Designing for Speed
Using CSS Sprites and Tactical Design Strategies to Speed Up Your Theme

We recently upgraded our intranet that we use for internal planning and communications to Drupal 6. As part of the upgrade, I wanted to redesign the interface to make it faster. From the start I wanted to push the limits of the design within the constraint that every major graphical element should come from a CSS sprite — i.e. a single image that holds all the different graphical components needed. This reduces the number of HTTP requests per page which is a major factor in perceived performance. While CSS sprites are most commonly used for things like buttons, navigation, and icons, I wanted to try something a little more daring – get nearly every graphical component in the theme including the logo, header, default user pictures, and bleeds into a single request.

While it’s actually not technically possible to achieve all design possibilities by using a single sprite, good planning allows you to get away with more than usual. You can see the main image above that gets sliced and arranged in CSS into the final theme clocks in at a modest 29k. By comparison, the standalone jquery library compressed is 15k.

The following are prerequisites for a designer who’s interested in taking this approach:

  • You need to have a strong working knowledge of CSS and HTML
  • You need to have the DOM and specific markup for implementation in mind at all times while designing
  • You need to be willing to make design decisions on the basis of performance factors

I can’t stress #1 and #2 enough. Being intimately familiar with the final medium of delivery is crucial to any designer or artist’s success and planning around the strengths of CSS and HTML and the specific markup that Drupal generates is particularly important. Here are, for example, some performance-oriented decisions that I made while approaching our design:

  • Limiting the color palette of our icons to a small set of shared colors and gradients. This allows them to appear sharper and richer when the final sprite is saved as an 8-bit indexed image to increase speed.
  • Limiting the number of bleeds, gradients, and other graphical flourishes on the site, and making the shared ones as robust and multi-purpose as possible.
  • Using a fixed-width layout with thin (780px) and wide (960px) variants rather than a fluid width theme.

————

*Directives*:
(A) Answer these questions about the article on designing for speed, one per line and marked (i), (ii), (iii) the same way:
(i) Which version of Drupal was the intranet upgraded to?
(ii) How large is the main sprite image?
(iii) What are the widths of the thin and wide layout variants?
(B) What does the article on designing for speed say? Sum it up in two sentences.
(C) Can you retype the article on designing for speed between "I can’t stress" and "to increase speed.", inclusive?

*Given material*:
————

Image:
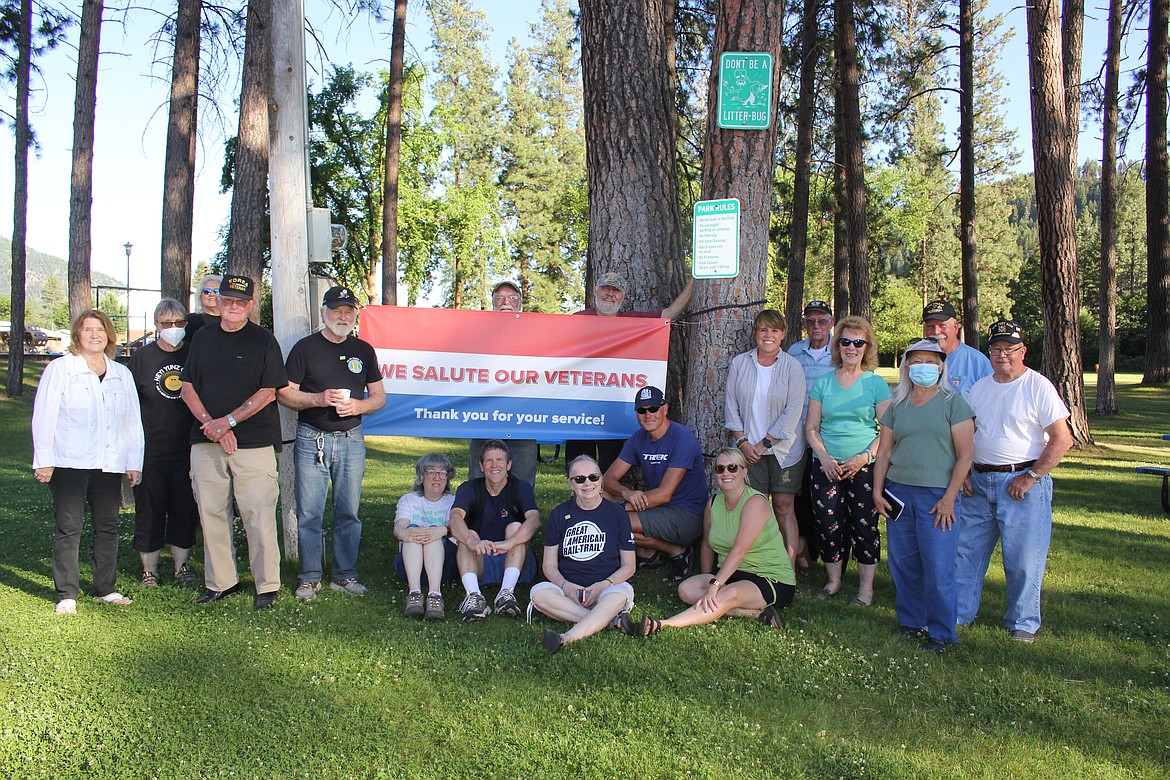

————

*Responses for each task*:
(A)
(i) Drupal 6
(ii) 29k
(iii) 780px for the thin variant and 960px for the wide variant

(B) While upgrading an internal intranet to Drupal 6, the author redesigned its interface so that nearly every major graphical element came from a single CSS sprite, which cuts the number of HTTP requests per page. This approach requires strong CSS and HTML knowledge, keeping the markup in mind while designing, and a willingness to make performance-based choices such as a limited icon palette, few shared flourishes, and a fixed-width layout.

(C)
I can’t stress #1 and #2 enough. Being intimately familiar with the final medium of delivery is crucial to any designer or artist’s success and planning around the strengths of CSS and HTML and the specific markup that Drupal generates is particularly important. Here are, for example, some performance-oriented decisions that I made while approaching our design:

  • Limiting the color palette of our icons to a small set of shared colors and gradients. This allows them to appear sharper and richer when the final sprite is saved as an 8-bit indexed image to increase speed.